Top of Extract provided

November is National Adoption Month. As part of celebrating the many people who grow their families through adoption, we’ve asked some families to share their adoptive journey. Meet the Castorena family: Carlos, Katherine, Kevin (11), Casen (10), and the newest member—Kayla (6)!

Castorena family adoptionACH: How did you first become interested in adoption?
Castorenas: We have always known we would adopt from the beginning of our relationship. Katherine knows several adopted people, including three family members, as well as a friend who aged out of foster care. For our family, adopting a child 6 or over was the best fit. We had a lot of conversations with our boys about what the process would look like, and we all jumped in excited and ready.

ACH: How did you come to ACH?
Castorenas: We began researching agencies. At the time, Katherine worked for CPS and needed an agency who would be willing to put in extra work and precautions to follow the guidelines. ACH was the only agency who did not make the process sound impossible. In fact, they welcomed us and told us it would not be a problem.

ACH: What has been the best part about your experience with adoption?
Castorenas: Getting our daughter Kayla! She was a part of our family from the moment we said hello. We all feel complete with her in our group and cannot believe we went so many years without her—it feels like she has always been with us.

ACH: What were some of the needs that you had to address (and are possibly still addressing) when the child(ren) came to your home? What ways have you helped to address those needs?
Castorenas: Kayla’s health was my first priority. When we met her, she had a cough and breathing issues and still, all these months later, it continues. We’ve been to several doctors and will keep going until we get it figured out. She’s so strong and has powered through every obstacle, even surgery. Her complete trust in us to take care of her is amazing.

ACH: What are some things that helped prepare you for having the child(ren) placed in your home (i.e., already had parenting experience)?
Castorenas: It was a big benefit to have already had children. We knew how we parented and what our strengths and weakness are. It is also a benefit to have a strong support group. Friends and family play a huge role in this process just by being there as emotional support. Our community has been wonderful as well. The school was ready and excited to welcome Kayla, and we have met so many families who have adopted. The training and support groups at ACH are also important. At the time, the training may feel like a lot, but in hindsight, it answers questions or concerns you might not have at the moment but will cross at some point in this process. The support groups are a connection to people going through the same process.

Bottom of Extract provided
Top of Material supplied

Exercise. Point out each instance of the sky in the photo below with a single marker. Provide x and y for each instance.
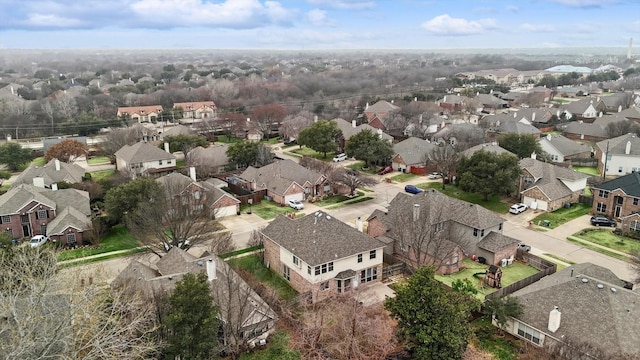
(317, 24)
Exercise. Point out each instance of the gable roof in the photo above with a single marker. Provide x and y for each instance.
(70, 173)
(629, 184)
(548, 178)
(142, 152)
(598, 316)
(319, 238)
(413, 150)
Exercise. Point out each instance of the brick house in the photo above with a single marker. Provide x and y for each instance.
(320, 255)
(286, 180)
(549, 187)
(63, 215)
(445, 229)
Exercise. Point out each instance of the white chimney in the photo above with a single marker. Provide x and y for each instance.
(38, 181)
(554, 319)
(211, 270)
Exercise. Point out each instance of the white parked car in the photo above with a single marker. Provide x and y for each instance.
(38, 240)
(518, 208)
(340, 157)
(296, 204)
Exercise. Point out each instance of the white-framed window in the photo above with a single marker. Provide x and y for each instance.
(529, 333)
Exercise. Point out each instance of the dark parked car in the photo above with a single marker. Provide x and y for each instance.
(412, 189)
(602, 221)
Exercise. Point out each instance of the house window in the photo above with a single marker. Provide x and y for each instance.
(368, 275)
(529, 333)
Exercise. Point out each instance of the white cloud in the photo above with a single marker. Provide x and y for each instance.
(344, 4)
(538, 27)
(446, 25)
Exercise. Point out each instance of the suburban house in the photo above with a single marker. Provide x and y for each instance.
(144, 159)
(620, 154)
(285, 180)
(380, 109)
(562, 149)
(220, 203)
(63, 215)
(410, 155)
(583, 306)
(243, 314)
(196, 110)
(320, 255)
(53, 172)
(150, 113)
(445, 229)
(210, 160)
(549, 187)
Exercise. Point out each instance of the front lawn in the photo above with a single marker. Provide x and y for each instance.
(267, 209)
(510, 274)
(253, 265)
(118, 238)
(562, 215)
(608, 239)
(403, 177)
(493, 204)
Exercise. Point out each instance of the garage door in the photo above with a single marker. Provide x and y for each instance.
(299, 196)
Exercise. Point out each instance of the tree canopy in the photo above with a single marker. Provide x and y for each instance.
(321, 136)
(488, 173)
(523, 145)
(13, 155)
(369, 147)
(431, 320)
(190, 320)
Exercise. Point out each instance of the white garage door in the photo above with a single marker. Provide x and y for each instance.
(299, 196)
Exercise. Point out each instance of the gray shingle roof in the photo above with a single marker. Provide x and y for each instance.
(413, 150)
(142, 152)
(319, 239)
(607, 320)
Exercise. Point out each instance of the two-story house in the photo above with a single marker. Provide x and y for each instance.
(434, 229)
(620, 155)
(549, 187)
(63, 215)
(144, 159)
(320, 255)
(150, 113)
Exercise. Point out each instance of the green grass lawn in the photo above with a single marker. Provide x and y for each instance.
(102, 174)
(587, 170)
(98, 160)
(493, 204)
(608, 239)
(253, 265)
(267, 209)
(118, 238)
(403, 177)
(277, 349)
(562, 215)
(510, 274)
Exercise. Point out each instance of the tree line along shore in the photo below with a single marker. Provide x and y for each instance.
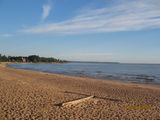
(30, 59)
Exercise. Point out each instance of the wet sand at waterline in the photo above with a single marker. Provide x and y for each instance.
(37, 95)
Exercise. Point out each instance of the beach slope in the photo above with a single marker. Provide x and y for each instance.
(36, 95)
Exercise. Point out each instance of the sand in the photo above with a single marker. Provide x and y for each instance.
(26, 95)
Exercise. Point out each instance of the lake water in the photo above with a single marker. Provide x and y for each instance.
(136, 73)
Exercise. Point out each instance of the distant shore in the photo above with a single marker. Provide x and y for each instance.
(35, 95)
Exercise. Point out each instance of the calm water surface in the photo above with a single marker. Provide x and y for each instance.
(140, 73)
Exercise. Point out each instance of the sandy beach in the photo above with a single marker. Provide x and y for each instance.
(34, 95)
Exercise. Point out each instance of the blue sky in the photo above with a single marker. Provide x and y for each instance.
(86, 30)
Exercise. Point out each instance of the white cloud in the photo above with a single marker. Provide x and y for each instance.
(126, 15)
(46, 10)
(101, 57)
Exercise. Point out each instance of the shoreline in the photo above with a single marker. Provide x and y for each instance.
(148, 85)
(27, 94)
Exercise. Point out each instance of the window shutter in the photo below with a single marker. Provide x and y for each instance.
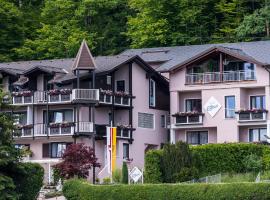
(46, 150)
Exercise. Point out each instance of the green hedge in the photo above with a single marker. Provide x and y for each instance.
(76, 189)
(28, 180)
(214, 158)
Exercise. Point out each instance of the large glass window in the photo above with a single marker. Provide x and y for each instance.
(125, 151)
(257, 134)
(193, 105)
(257, 102)
(229, 106)
(152, 93)
(59, 116)
(197, 137)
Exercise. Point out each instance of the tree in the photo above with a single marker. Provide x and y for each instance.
(11, 31)
(255, 26)
(78, 159)
(124, 173)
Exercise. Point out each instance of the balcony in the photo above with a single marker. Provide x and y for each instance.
(217, 77)
(251, 115)
(188, 118)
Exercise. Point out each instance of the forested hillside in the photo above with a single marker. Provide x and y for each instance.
(42, 29)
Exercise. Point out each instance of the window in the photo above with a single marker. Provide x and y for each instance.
(197, 137)
(193, 105)
(20, 118)
(120, 86)
(54, 150)
(229, 106)
(145, 120)
(125, 151)
(163, 121)
(257, 134)
(59, 116)
(152, 93)
(257, 102)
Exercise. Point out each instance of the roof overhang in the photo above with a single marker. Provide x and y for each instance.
(229, 51)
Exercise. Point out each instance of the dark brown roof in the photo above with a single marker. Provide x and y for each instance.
(84, 59)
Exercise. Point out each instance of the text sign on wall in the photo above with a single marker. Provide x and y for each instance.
(212, 106)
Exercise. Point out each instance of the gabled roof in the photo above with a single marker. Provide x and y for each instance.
(172, 56)
(84, 59)
(237, 53)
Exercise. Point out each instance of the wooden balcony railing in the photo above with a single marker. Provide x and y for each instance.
(251, 116)
(216, 77)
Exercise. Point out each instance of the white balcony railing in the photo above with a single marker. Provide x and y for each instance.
(215, 77)
(189, 119)
(251, 116)
(85, 94)
(122, 100)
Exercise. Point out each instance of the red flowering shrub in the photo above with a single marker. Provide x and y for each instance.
(78, 159)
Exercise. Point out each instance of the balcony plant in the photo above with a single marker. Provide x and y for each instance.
(67, 124)
(106, 92)
(54, 92)
(253, 110)
(189, 113)
(65, 91)
(26, 93)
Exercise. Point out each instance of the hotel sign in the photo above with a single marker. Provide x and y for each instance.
(212, 106)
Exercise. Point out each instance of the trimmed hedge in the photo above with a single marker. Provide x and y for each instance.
(28, 179)
(77, 189)
(213, 158)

Bottom of Material supplied

**Work required:**
Answer these three questions using the Castorena family interview.
1. How old is Kayla?
2. Where did Katherine work while the family was researching agencies?
3. What health problems did Kayla have when the family met her?

**Task response:**
1. Six.
2. CPS.
3. A cough and breathing issues.